Stored data entries:

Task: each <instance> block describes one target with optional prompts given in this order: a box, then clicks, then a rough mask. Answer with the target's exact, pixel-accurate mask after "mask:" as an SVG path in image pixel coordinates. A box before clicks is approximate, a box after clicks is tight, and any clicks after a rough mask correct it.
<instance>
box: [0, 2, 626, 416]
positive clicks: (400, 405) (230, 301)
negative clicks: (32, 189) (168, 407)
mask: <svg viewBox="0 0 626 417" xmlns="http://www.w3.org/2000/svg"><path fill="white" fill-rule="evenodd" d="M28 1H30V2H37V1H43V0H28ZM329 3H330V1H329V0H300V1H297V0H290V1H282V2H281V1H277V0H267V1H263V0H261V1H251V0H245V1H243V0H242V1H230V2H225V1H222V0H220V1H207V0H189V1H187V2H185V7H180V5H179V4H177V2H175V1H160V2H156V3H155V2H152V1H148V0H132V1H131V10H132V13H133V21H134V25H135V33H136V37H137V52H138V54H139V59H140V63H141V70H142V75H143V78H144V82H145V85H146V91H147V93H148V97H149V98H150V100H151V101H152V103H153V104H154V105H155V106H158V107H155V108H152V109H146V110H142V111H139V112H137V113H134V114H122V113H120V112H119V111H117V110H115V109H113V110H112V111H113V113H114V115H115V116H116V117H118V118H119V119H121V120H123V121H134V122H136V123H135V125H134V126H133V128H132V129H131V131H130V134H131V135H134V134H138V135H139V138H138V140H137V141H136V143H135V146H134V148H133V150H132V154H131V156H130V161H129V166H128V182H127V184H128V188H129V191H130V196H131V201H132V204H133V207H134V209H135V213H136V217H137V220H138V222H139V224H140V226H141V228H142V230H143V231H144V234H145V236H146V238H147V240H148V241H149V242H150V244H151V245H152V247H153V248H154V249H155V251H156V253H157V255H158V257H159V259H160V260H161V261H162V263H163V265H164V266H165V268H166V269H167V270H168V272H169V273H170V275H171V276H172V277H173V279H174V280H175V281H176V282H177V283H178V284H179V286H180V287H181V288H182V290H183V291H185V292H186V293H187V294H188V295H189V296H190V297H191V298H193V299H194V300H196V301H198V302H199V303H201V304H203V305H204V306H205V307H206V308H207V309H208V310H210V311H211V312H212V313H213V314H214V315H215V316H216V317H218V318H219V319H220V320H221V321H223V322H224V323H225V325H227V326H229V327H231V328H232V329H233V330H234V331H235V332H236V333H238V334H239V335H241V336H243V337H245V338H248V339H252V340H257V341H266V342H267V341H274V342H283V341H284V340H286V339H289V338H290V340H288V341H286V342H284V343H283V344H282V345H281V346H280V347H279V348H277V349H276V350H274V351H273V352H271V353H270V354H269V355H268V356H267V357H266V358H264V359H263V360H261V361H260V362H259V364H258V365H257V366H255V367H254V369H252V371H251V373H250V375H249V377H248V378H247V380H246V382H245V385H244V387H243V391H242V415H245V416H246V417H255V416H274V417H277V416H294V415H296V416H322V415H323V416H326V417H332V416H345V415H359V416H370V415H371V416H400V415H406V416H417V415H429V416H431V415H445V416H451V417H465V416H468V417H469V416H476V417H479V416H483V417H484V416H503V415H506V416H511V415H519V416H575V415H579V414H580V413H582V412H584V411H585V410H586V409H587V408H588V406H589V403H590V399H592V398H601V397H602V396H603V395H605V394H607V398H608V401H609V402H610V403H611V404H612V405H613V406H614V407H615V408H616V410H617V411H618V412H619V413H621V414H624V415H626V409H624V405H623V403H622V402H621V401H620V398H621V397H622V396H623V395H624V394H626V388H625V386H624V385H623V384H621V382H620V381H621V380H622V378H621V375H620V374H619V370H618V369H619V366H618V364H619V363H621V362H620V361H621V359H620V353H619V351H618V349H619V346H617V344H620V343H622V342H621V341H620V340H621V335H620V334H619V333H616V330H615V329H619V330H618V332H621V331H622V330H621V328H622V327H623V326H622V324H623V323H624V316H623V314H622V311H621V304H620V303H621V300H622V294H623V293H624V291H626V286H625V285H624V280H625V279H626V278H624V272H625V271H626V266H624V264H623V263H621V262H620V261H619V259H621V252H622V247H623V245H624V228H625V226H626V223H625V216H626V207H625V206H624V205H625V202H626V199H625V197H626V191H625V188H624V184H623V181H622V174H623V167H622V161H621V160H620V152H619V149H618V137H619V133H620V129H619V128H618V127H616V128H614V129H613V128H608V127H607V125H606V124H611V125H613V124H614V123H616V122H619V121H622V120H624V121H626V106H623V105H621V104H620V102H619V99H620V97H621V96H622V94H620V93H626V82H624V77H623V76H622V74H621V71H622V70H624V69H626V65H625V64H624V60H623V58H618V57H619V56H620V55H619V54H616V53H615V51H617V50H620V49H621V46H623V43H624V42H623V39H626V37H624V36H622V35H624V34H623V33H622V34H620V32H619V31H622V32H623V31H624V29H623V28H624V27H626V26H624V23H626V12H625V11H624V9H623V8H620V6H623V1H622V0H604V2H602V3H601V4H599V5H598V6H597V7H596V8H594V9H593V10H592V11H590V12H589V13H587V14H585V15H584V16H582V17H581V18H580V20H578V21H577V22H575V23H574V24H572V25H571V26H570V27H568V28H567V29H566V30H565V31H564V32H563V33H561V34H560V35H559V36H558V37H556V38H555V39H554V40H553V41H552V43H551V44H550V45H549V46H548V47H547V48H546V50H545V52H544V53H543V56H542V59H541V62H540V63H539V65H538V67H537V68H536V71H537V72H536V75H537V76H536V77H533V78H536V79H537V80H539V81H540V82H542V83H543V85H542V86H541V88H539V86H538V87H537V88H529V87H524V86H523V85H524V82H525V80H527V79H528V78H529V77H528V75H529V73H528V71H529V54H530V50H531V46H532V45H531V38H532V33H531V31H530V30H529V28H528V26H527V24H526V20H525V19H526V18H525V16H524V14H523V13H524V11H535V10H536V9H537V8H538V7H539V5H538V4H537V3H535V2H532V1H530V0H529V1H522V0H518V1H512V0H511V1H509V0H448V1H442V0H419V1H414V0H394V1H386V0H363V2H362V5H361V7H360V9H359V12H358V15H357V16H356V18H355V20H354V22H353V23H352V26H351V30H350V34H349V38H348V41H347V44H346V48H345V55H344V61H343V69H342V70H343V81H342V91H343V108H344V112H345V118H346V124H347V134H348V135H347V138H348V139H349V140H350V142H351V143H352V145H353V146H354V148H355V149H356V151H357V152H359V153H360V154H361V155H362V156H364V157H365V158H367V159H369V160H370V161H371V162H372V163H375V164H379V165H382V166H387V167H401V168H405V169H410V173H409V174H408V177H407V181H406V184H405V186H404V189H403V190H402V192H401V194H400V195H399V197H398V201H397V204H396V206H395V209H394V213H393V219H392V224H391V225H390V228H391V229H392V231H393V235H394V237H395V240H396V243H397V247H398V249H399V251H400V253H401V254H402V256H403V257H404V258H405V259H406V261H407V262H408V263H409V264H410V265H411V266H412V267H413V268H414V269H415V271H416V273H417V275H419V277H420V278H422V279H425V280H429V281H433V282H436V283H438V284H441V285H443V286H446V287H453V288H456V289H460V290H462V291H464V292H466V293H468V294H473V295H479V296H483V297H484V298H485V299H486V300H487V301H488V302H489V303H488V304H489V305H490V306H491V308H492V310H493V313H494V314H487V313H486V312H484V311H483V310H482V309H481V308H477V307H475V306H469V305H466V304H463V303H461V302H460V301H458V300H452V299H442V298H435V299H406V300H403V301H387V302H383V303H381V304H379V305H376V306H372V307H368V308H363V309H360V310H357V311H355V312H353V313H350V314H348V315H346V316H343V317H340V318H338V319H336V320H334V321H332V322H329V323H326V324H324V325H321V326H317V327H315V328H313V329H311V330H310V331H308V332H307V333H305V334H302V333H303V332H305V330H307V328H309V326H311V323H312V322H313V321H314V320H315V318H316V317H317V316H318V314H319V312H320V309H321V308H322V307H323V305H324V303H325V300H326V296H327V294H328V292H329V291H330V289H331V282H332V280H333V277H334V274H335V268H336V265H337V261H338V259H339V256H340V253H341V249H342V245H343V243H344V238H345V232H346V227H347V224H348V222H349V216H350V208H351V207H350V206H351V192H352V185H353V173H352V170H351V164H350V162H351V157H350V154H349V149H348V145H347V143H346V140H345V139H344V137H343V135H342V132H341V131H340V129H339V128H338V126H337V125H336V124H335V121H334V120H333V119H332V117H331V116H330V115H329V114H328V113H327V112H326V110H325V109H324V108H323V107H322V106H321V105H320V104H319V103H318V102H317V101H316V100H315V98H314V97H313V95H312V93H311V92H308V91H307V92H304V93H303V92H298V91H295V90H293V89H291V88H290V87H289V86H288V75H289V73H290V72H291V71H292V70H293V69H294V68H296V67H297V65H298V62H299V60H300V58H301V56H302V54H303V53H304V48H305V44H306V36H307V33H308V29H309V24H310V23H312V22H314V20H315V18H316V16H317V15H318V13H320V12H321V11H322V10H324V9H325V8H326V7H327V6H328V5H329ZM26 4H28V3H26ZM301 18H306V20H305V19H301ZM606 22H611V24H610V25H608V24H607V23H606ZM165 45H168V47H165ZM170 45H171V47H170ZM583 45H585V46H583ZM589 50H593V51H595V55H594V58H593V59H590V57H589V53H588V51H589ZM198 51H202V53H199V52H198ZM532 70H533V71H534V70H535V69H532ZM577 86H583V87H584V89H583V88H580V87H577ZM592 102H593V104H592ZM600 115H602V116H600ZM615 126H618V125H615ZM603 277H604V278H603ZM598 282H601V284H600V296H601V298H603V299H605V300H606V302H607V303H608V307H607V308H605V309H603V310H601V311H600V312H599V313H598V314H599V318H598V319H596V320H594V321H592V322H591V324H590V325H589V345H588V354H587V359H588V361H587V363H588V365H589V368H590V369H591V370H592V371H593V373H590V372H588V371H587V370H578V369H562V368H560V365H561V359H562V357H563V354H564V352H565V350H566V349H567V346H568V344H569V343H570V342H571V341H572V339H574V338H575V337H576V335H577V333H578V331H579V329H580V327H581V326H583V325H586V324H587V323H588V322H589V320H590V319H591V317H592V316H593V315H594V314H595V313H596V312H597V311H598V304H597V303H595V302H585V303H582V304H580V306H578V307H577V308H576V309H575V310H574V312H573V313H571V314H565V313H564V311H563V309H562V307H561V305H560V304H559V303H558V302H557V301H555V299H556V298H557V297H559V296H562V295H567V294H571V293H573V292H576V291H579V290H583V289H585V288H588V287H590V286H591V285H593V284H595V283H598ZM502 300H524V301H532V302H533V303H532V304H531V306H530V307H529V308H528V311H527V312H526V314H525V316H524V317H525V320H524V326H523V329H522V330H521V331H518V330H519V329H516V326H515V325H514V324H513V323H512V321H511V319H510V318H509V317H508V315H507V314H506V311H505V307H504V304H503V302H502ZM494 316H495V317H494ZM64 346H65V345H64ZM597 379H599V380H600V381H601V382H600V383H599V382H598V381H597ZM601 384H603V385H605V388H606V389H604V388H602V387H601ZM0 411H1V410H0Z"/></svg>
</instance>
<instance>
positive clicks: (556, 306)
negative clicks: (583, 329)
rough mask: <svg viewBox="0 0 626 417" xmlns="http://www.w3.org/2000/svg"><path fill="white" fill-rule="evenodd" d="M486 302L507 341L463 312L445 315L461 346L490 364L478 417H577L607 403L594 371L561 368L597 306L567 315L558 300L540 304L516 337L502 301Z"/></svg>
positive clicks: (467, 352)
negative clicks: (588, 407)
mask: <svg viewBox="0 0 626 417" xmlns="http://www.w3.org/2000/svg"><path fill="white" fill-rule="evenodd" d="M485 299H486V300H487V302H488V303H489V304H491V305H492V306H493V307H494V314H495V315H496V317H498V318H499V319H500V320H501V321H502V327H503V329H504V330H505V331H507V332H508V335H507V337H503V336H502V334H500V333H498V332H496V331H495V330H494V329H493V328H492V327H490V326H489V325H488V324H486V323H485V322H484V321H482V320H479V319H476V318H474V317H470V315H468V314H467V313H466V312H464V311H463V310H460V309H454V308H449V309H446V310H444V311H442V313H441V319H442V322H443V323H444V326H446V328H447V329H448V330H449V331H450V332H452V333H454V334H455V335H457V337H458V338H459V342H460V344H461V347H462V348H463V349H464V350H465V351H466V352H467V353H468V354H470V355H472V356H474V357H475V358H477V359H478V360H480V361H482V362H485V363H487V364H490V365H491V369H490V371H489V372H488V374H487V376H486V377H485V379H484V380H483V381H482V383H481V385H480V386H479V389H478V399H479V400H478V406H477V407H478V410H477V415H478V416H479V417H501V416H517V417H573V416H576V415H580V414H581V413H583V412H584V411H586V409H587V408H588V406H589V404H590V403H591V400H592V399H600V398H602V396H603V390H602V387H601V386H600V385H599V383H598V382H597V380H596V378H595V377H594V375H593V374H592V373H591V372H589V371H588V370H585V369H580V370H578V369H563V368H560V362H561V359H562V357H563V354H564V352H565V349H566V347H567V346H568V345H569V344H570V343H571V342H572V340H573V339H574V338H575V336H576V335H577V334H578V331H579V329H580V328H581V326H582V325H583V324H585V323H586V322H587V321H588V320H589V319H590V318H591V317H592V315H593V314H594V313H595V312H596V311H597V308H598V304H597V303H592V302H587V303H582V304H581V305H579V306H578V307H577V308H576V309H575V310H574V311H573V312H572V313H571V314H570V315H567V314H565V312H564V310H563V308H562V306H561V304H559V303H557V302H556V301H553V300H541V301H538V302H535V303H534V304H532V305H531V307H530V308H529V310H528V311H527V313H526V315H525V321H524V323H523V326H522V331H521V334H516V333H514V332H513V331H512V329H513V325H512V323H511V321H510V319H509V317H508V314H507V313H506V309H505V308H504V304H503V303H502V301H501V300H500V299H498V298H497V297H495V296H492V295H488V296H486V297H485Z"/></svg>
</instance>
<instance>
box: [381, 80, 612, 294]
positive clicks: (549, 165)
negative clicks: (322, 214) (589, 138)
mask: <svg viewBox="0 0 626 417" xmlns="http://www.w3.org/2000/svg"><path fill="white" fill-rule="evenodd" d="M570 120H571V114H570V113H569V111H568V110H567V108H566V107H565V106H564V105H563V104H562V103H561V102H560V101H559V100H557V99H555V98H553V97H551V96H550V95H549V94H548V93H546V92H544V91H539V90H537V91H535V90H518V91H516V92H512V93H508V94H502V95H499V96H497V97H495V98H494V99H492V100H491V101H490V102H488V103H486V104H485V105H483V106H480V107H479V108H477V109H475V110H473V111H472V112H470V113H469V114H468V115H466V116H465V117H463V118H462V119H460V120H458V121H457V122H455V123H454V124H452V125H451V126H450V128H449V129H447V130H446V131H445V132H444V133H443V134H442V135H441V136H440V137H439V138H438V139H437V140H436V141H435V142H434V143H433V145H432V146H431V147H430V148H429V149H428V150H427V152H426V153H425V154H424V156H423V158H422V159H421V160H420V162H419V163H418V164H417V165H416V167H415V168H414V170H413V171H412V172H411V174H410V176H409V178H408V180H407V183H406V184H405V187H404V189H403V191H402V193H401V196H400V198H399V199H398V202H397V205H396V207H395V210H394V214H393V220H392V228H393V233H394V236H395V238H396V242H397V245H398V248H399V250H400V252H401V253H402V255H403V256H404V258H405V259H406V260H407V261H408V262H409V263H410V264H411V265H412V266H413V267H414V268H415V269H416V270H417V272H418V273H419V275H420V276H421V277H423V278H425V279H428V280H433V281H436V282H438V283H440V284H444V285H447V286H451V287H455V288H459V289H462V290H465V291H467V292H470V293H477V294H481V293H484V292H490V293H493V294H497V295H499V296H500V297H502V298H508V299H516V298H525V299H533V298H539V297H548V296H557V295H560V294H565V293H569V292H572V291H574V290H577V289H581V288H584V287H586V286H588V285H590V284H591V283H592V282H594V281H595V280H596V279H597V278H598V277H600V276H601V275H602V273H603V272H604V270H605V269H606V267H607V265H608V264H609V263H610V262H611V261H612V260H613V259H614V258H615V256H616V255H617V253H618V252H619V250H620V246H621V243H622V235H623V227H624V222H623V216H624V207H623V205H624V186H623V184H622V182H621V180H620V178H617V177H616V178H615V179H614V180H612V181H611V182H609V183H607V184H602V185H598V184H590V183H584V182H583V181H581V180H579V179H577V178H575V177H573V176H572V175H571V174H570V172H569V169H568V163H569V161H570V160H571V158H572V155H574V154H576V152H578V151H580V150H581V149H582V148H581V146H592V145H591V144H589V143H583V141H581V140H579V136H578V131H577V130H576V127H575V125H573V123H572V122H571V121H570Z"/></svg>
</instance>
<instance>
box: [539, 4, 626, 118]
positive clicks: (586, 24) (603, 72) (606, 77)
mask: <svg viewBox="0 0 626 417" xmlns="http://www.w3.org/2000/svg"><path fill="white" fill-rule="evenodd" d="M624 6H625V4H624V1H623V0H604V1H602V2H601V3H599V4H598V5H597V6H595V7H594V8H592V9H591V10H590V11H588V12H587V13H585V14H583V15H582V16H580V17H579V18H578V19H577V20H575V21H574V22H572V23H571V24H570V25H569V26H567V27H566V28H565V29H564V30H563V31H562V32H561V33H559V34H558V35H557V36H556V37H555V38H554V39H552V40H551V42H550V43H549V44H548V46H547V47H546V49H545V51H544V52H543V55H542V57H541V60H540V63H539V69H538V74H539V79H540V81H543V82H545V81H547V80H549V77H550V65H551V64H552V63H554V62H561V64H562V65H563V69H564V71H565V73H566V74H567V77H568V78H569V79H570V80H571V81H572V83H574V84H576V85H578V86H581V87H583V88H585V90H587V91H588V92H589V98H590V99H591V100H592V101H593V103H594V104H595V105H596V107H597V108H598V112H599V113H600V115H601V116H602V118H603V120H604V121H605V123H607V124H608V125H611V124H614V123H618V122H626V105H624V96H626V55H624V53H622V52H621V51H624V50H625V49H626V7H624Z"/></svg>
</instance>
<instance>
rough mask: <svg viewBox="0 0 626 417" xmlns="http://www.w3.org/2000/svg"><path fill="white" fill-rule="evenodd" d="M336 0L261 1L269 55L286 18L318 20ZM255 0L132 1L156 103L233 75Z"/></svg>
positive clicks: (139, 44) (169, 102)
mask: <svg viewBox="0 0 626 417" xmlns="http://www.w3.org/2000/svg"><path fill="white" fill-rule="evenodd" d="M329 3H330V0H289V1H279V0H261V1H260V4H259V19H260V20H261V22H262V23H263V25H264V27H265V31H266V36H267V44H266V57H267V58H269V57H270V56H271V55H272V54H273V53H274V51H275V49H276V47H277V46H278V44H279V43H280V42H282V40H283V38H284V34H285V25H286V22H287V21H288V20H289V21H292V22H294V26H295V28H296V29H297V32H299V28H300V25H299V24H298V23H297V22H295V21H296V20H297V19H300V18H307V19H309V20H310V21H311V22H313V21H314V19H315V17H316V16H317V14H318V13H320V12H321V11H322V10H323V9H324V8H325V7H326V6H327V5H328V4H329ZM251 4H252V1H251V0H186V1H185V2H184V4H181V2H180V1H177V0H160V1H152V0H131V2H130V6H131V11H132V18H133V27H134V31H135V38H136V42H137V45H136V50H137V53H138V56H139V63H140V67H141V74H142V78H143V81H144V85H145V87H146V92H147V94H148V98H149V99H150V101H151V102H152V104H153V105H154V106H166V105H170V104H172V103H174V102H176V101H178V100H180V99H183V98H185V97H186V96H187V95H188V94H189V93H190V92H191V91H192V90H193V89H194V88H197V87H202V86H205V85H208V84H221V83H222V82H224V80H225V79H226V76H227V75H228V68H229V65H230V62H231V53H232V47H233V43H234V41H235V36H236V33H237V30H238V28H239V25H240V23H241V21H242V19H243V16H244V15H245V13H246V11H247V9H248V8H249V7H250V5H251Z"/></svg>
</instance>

TASK DIRECTIONS — Retype every line up to and including the one that contains "positive clicks: (400, 405) (230, 301)", beginning at the first line of the records, with no edits.

RESULT OF THIS TASK —
Task: each <instance> block describes one target with optional prompts given in this order: a box, then clicks, then a rough mask. Answer with the target's exact, pixel-accurate mask after "mask:" as an SVG path in image pixel coordinates. A box before clicks is approximate, a box after clicks is tight, and any clicks after a rough mask correct it.
<instance>
box: [0, 2, 626, 416]
positive clicks: (400, 405) (230, 301)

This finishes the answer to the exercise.